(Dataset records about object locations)
+++
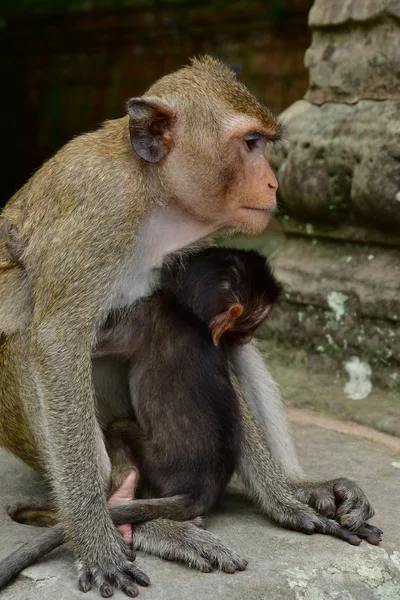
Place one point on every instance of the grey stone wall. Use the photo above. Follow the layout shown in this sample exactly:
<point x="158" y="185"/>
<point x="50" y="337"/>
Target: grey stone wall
<point x="339" y="177"/>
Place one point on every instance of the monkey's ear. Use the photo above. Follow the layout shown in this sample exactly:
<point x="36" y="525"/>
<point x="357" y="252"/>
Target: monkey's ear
<point x="150" y="127"/>
<point x="224" y="321"/>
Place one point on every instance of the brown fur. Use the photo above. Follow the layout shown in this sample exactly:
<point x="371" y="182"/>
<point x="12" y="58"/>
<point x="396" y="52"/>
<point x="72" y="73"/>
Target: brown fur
+++
◆ Work to do:
Go through the material above and print all of it exactly, except the pictures.

◆ Correct response:
Place one point on every instance of the grey stone wall. Use the photo above. Follow the layout shown in this sample exactly:
<point x="158" y="185"/>
<point x="50" y="337"/>
Target: grey stone wall
<point x="339" y="177"/>
Place one point on every instance of the monkey's ear. Use the photo above. Follow the layout shown in this sample exactly:
<point x="36" y="525"/>
<point x="357" y="252"/>
Target: monkey's ear
<point x="150" y="127"/>
<point x="224" y="321"/>
Place one point on every instance of the brown fur. Use the photo above. Follow the layout shown in this sample exactly:
<point x="371" y="182"/>
<point x="12" y="58"/>
<point x="396" y="52"/>
<point x="72" y="73"/>
Target: brown fur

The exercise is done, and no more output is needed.